Nothing after the line containing "betta fish, writing one line per instance." belongs in the answer; write out exactly every line from the start of the material up to it, including it.

--- START ---

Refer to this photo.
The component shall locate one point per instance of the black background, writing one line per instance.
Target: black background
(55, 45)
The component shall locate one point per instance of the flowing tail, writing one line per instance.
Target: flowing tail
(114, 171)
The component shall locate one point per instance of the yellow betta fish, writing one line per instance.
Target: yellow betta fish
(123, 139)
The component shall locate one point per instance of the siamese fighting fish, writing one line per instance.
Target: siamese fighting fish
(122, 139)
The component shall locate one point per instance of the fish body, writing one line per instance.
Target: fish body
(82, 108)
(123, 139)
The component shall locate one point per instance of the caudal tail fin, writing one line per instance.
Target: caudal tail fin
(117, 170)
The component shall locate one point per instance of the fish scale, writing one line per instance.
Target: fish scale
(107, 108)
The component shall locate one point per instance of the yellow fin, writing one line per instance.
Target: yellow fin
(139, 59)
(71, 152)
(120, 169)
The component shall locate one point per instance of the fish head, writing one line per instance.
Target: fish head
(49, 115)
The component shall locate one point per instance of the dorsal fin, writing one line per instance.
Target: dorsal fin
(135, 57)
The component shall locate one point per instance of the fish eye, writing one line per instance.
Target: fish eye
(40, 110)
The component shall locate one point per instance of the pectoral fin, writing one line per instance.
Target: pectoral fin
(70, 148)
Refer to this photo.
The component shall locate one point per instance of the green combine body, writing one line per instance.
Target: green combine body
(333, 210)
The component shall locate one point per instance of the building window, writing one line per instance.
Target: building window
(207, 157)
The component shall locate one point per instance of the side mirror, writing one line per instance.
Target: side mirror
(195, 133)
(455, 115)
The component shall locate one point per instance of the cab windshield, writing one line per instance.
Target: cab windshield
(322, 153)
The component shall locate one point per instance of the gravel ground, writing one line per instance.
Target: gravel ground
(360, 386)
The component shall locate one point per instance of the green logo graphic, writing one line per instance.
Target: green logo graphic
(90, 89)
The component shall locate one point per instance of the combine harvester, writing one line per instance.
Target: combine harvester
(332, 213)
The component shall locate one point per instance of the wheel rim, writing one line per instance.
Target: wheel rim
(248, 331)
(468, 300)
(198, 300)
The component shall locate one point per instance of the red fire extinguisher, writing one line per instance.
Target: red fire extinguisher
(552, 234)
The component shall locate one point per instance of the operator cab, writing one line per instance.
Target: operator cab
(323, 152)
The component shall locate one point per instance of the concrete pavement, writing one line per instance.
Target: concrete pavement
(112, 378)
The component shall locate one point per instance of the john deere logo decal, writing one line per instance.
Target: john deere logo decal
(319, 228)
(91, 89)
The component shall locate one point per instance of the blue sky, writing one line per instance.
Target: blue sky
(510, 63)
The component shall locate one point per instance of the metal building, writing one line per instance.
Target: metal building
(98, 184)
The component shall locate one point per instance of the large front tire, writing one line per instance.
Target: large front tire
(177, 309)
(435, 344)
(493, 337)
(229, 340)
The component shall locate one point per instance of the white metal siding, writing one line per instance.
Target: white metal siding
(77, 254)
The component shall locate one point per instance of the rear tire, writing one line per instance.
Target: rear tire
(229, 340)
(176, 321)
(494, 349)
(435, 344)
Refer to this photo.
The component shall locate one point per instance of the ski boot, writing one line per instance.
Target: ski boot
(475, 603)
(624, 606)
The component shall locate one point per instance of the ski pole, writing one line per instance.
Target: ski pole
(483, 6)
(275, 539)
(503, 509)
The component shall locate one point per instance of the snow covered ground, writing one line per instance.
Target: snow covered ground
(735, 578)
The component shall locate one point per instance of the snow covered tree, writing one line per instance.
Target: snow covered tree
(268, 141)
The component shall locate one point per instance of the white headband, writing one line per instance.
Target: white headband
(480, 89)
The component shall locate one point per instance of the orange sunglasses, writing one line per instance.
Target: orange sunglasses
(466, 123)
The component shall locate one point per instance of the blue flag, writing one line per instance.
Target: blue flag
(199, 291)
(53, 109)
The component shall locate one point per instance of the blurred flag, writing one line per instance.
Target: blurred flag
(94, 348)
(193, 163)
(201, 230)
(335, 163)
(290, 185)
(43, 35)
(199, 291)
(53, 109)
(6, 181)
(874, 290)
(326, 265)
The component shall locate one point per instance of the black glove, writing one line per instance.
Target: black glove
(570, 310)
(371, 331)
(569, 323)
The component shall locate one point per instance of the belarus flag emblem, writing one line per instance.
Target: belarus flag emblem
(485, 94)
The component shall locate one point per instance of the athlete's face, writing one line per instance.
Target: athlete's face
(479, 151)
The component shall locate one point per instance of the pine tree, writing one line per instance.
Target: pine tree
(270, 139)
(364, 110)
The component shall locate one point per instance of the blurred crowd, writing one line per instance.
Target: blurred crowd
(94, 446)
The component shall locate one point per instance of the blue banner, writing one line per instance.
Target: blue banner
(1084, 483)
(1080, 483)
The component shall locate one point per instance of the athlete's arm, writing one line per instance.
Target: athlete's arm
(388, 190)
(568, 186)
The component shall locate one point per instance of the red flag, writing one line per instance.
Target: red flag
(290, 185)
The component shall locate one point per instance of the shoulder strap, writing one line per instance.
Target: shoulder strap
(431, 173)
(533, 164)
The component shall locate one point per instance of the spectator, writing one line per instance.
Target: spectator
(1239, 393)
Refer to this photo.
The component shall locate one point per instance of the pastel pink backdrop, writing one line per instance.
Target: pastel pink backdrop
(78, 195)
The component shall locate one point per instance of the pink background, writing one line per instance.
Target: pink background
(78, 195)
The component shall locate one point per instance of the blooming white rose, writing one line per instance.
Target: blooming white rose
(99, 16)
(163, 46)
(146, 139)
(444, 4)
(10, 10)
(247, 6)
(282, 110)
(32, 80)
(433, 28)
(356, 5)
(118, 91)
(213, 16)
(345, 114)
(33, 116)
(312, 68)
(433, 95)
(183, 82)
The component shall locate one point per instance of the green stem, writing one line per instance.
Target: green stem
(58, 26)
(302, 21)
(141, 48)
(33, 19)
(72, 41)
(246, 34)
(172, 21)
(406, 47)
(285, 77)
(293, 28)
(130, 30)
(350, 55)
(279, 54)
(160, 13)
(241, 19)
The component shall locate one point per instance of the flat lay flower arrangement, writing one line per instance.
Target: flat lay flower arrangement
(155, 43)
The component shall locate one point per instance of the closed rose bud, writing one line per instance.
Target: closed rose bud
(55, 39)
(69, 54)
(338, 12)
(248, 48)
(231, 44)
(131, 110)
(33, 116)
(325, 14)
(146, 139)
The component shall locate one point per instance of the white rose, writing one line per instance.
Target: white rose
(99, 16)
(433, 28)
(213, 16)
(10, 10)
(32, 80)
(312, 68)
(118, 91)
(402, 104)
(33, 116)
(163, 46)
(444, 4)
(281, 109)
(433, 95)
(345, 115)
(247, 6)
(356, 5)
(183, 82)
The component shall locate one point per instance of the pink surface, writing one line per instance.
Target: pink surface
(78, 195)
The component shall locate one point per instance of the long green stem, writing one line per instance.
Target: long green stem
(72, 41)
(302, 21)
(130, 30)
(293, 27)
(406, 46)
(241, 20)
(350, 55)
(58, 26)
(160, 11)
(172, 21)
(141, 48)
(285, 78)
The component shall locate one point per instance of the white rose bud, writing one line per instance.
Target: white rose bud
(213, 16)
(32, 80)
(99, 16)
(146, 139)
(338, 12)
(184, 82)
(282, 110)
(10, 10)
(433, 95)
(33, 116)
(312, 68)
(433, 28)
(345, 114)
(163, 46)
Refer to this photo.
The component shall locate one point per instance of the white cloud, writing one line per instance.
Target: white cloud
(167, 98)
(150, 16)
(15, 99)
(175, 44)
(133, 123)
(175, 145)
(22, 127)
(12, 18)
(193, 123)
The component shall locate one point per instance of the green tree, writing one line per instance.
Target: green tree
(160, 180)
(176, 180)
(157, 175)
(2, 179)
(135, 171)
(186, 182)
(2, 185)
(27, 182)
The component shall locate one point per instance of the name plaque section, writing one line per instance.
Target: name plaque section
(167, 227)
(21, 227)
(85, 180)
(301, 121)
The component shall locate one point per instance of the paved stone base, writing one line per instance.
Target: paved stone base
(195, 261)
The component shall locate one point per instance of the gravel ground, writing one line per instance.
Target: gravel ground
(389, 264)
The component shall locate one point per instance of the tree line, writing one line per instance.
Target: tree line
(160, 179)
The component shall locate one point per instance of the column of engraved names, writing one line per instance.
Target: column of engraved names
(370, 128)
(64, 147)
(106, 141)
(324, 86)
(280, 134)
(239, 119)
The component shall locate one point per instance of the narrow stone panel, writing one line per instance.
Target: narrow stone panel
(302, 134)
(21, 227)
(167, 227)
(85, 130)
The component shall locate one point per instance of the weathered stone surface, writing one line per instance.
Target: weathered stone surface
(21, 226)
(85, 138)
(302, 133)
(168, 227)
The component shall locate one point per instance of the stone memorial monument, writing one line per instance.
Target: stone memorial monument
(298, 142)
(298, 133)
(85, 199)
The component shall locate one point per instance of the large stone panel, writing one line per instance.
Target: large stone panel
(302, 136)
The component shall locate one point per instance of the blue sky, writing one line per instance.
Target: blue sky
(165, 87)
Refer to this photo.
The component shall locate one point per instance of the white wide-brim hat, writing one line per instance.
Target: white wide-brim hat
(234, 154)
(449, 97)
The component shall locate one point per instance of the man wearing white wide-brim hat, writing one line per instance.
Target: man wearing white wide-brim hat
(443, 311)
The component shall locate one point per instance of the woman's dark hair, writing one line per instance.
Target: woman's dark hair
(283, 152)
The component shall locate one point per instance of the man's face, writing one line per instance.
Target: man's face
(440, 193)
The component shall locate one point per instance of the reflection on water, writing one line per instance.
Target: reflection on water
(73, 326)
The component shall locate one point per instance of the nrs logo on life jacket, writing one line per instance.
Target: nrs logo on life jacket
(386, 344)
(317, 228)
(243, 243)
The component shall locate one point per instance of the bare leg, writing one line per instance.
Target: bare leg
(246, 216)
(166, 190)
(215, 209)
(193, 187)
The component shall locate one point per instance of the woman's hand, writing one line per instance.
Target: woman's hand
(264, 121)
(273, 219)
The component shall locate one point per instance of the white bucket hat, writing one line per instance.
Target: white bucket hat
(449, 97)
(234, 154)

--- END ---

● RESPONSE TO THIS TASK:
Refer to this photo.
The component shall locate one point per instance of the black background, writing one line per instance.
Target: black background
(55, 45)
The component shall locate one point per instance of the flowing tail, writing one line per instance.
Target: flowing tail
(114, 171)
The component shall locate one point per instance of the yellow betta fish, writing one line per instance.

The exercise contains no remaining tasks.